WORK TO COMPLETE: Exactly reproduce the line containing "A point belongs on each instance of the elderly" together with every line after it, through the end of the entries, and give nothing more.

DATA FOR THIS EXERCISE:
Start of Block
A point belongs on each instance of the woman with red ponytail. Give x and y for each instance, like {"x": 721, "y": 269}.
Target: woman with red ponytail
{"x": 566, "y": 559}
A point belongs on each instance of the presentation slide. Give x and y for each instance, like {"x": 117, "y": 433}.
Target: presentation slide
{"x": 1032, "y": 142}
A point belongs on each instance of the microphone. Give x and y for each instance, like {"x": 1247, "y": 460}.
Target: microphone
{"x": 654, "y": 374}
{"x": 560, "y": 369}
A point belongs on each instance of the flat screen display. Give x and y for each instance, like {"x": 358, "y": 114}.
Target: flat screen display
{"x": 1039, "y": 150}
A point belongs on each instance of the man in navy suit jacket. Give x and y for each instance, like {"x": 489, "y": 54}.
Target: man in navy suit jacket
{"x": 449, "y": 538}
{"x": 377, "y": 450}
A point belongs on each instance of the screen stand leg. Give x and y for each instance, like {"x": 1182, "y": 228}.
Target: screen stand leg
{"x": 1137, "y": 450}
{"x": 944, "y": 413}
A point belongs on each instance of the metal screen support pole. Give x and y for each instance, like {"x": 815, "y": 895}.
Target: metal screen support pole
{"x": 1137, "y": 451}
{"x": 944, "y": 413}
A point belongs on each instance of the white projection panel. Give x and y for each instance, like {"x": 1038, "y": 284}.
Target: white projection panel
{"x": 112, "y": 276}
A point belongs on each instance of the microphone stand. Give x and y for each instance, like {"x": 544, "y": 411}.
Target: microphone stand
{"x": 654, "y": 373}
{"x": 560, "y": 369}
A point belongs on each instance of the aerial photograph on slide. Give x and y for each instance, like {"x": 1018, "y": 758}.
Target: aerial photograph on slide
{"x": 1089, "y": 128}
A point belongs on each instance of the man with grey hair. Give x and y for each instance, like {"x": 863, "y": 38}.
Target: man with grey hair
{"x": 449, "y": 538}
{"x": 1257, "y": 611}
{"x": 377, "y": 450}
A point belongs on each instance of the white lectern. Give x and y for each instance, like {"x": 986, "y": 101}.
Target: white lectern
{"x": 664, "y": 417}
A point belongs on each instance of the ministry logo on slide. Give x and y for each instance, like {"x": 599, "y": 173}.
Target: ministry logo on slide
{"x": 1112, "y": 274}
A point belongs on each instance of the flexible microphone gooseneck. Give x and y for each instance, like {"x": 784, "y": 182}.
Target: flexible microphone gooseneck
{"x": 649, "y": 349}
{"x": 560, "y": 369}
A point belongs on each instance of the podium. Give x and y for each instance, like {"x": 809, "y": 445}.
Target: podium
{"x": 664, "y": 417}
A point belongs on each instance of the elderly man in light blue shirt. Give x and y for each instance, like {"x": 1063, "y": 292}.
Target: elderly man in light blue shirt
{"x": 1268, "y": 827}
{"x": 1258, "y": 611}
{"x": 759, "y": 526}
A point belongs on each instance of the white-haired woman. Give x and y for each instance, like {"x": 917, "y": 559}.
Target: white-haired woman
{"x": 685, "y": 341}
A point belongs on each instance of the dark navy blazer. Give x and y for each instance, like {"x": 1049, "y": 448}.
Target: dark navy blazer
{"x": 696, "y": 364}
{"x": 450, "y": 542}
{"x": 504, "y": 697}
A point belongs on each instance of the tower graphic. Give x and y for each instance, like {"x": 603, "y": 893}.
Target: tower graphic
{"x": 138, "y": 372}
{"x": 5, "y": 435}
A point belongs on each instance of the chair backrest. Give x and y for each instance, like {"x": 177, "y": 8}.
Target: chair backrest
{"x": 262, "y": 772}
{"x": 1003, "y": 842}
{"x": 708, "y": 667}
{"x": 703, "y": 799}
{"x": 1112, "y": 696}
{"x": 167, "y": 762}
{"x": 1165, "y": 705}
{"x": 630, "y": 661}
End of Block
RESULT FOR THIS TASK:
A point belongs on each instance of the elderly man in light blue shirt. Give x and y for each instance, like {"x": 1063, "y": 292}.
Target: elderly man in light blue shirt
{"x": 1268, "y": 827}
{"x": 1258, "y": 611}
{"x": 759, "y": 526}
A point belongs on each instance of the white-haired woman. Give x and y for each instance, like {"x": 917, "y": 559}.
Target: white-haired woman
{"x": 685, "y": 341}
A point belongs on each instance of the dark navy blazer. Give x and y for each instance, like {"x": 1049, "y": 448}.
Target: dark navy blazer
{"x": 696, "y": 364}
{"x": 450, "y": 542}
{"x": 504, "y": 697}
A point belongs on each instance of the tower graphic. Give x and y for each instance, like {"x": 603, "y": 893}.
Target: tower graphic
{"x": 138, "y": 372}
{"x": 5, "y": 435}
A point belongs on each instance of the chair backrest. Give x and y for each instance, like {"x": 177, "y": 8}.
Target: chair backrest
{"x": 262, "y": 772}
{"x": 1003, "y": 842}
{"x": 708, "y": 667}
{"x": 703, "y": 799}
{"x": 1112, "y": 696}
{"x": 167, "y": 762}
{"x": 1165, "y": 705}
{"x": 630, "y": 661}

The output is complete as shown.